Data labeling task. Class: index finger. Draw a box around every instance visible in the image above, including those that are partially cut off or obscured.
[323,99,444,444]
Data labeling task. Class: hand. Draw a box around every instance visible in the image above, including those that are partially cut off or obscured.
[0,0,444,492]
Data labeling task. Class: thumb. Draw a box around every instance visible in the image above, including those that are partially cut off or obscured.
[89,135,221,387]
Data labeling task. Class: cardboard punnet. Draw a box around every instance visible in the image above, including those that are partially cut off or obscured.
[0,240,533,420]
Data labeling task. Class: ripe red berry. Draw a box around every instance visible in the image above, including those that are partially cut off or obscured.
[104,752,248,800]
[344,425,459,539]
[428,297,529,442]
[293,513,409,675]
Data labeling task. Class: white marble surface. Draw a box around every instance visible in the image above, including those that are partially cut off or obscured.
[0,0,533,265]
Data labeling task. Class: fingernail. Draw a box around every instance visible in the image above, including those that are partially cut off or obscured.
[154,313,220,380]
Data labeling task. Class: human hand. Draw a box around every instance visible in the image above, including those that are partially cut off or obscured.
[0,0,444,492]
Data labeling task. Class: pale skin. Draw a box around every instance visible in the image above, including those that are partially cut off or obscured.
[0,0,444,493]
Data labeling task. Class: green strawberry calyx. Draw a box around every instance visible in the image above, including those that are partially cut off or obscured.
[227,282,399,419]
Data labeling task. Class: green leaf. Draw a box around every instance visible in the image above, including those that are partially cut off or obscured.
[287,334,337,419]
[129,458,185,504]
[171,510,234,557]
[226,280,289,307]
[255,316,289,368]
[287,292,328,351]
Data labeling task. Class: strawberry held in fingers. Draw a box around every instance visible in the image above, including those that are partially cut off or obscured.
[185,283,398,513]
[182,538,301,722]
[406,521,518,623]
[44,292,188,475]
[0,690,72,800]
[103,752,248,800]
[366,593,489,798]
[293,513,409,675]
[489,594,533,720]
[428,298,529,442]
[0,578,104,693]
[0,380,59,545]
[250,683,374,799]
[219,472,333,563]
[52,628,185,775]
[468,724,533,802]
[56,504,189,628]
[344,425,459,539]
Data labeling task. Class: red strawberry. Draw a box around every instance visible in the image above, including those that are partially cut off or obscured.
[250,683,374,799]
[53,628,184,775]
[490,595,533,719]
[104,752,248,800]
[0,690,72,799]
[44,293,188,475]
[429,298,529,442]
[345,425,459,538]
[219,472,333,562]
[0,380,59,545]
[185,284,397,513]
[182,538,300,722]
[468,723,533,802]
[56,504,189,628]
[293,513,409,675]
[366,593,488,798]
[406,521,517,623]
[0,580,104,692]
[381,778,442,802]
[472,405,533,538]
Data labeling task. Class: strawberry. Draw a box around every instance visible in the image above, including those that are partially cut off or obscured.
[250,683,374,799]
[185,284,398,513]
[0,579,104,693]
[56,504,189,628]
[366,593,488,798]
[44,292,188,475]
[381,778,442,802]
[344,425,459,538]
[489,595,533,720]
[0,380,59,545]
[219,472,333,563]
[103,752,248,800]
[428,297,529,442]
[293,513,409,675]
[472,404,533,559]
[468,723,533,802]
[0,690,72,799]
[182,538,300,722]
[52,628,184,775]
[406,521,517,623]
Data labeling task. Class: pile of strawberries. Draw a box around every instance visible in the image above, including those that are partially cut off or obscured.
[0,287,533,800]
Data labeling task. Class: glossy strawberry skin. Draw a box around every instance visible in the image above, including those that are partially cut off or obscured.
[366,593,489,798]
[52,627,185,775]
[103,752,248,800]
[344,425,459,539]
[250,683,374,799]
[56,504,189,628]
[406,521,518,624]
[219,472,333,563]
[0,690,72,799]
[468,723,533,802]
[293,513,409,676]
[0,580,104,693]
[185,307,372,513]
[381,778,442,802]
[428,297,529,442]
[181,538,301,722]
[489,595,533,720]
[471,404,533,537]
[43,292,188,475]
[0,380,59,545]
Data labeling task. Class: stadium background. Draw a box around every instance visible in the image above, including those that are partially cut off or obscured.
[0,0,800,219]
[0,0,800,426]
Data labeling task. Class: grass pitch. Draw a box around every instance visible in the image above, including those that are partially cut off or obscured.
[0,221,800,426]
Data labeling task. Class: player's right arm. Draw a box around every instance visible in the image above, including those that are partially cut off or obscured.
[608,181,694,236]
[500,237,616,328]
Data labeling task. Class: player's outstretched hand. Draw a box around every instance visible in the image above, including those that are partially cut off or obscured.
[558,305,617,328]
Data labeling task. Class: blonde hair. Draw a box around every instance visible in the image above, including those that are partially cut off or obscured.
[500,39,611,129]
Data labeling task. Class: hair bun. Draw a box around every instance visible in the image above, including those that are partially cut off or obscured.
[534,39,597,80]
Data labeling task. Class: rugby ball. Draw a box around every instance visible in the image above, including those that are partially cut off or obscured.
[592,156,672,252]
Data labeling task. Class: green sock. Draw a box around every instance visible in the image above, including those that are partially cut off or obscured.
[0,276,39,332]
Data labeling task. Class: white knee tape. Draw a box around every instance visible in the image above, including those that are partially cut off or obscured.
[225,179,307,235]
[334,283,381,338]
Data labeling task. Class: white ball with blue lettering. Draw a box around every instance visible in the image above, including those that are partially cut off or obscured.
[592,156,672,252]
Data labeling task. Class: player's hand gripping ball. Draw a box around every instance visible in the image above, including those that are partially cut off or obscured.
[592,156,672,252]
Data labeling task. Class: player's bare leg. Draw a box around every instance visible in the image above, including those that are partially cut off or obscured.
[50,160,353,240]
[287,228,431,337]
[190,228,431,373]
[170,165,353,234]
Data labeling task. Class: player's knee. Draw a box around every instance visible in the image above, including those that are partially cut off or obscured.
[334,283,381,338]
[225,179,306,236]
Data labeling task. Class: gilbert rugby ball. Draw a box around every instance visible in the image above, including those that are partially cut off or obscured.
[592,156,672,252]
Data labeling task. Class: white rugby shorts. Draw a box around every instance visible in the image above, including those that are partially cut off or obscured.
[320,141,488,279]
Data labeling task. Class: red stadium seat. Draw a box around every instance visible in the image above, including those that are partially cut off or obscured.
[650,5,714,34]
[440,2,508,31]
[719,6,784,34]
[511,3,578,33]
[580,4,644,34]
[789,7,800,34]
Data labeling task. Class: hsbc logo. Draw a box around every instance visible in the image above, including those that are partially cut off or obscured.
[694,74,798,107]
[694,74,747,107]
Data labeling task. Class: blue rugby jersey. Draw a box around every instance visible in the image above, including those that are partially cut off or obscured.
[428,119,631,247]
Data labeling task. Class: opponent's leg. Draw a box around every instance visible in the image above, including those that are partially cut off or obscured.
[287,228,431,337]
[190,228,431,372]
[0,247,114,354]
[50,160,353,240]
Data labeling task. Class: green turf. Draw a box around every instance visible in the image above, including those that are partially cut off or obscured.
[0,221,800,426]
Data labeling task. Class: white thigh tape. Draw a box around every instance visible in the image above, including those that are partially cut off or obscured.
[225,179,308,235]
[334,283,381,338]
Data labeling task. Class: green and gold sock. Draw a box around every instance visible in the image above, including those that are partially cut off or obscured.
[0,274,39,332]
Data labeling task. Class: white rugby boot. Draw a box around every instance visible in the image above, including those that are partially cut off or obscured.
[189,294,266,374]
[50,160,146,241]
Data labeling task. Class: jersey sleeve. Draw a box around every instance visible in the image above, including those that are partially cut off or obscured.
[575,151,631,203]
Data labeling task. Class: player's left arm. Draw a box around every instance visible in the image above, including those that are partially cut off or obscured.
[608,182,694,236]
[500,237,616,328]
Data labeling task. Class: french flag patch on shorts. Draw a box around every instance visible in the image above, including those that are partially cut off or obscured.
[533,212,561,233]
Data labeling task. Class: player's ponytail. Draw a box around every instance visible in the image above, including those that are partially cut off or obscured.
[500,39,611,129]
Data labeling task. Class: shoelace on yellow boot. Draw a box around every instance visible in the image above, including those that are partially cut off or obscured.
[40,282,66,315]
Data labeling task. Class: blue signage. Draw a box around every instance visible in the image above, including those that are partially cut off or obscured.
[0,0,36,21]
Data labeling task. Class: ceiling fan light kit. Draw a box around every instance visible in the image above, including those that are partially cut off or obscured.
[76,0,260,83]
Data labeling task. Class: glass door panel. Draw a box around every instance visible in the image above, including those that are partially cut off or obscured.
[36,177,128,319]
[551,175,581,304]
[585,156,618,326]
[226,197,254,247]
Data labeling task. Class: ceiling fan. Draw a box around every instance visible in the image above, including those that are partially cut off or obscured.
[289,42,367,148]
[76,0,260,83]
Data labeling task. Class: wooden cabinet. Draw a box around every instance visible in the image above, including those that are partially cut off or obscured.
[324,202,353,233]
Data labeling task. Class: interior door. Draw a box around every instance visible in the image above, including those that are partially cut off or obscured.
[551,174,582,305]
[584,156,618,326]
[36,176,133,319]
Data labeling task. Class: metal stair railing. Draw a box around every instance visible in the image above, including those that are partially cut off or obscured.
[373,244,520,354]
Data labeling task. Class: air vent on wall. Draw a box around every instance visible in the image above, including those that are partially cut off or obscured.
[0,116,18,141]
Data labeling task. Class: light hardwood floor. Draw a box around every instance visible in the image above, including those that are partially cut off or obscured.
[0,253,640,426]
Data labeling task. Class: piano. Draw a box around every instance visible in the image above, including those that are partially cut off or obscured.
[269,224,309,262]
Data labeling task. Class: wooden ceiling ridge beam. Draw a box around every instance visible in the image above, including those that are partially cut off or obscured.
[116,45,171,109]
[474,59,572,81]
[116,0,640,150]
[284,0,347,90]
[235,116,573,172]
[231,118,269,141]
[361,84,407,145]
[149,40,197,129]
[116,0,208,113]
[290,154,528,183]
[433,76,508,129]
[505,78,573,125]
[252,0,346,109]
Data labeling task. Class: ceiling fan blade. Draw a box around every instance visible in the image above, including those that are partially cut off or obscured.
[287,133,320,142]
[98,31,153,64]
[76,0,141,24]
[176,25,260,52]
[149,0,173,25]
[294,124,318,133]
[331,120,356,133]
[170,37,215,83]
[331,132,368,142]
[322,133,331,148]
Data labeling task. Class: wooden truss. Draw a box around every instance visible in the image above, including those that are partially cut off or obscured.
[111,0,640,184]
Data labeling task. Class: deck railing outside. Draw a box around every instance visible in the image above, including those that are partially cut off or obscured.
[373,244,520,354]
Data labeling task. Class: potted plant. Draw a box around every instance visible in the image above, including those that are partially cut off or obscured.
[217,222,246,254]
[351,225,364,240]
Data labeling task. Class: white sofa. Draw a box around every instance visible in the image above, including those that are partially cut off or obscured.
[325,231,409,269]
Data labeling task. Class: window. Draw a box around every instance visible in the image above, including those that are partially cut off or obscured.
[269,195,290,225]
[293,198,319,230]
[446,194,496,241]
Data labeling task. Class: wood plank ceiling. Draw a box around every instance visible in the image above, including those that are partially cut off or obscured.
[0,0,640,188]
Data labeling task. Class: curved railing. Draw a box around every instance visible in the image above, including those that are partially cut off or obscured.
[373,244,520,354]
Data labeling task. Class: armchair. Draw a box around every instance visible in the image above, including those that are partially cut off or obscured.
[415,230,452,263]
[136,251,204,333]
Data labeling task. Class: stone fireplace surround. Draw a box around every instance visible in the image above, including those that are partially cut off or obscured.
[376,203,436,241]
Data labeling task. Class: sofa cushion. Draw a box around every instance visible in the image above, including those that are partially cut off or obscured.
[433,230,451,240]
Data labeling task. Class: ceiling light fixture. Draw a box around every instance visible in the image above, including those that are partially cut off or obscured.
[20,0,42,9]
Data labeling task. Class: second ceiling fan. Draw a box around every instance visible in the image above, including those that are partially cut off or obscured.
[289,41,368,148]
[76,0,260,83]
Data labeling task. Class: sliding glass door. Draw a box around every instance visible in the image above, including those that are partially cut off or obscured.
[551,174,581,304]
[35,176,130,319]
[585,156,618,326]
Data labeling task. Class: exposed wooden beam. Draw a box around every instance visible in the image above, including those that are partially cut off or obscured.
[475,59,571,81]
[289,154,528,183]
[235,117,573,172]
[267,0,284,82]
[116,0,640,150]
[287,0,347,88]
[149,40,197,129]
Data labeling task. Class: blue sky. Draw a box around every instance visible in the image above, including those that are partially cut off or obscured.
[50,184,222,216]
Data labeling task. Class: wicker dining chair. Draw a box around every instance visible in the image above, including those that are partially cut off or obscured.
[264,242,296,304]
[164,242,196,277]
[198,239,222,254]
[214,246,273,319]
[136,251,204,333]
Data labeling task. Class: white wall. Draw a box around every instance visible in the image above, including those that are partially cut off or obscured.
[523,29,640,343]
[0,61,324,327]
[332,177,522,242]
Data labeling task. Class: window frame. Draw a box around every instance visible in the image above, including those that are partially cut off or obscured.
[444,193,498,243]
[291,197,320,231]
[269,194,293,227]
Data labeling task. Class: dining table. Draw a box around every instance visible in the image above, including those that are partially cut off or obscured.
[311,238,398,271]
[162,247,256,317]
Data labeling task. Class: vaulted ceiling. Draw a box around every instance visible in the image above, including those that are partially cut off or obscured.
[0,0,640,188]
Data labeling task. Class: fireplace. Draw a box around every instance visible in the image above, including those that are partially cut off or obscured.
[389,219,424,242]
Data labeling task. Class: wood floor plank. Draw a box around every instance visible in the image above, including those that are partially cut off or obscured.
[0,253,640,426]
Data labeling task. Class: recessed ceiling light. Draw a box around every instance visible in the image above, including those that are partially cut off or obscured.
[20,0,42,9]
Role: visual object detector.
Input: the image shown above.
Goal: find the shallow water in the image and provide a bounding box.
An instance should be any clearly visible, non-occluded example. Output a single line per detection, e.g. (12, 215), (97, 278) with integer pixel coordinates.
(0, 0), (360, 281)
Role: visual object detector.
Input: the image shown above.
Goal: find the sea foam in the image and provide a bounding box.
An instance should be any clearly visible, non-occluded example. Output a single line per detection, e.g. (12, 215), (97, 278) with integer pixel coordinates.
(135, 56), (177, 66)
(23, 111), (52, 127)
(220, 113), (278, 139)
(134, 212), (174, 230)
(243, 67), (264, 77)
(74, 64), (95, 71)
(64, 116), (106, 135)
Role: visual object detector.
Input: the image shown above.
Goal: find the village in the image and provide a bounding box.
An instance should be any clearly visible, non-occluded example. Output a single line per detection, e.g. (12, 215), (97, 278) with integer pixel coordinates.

Условие задачи →
Пожалуйста, выпишите заново строки между строкой с «Data labeling task. Class: light» и строкой с «[269,224,309,262]» включительно, переименовав «piano» в «grand piano». Всё остальное оставьте без изменений.

Ответ на задание →
Data labeling task. Class: light hardwood floor. Draw a box around every instance visible in the image above, including those that are partially cut off or obscured.
[0,253,640,426]
Data labeling task. Class: grand piano. Draw a box around every instance visible in the image above, including those that are partially cut off or obscured.
[269,224,309,262]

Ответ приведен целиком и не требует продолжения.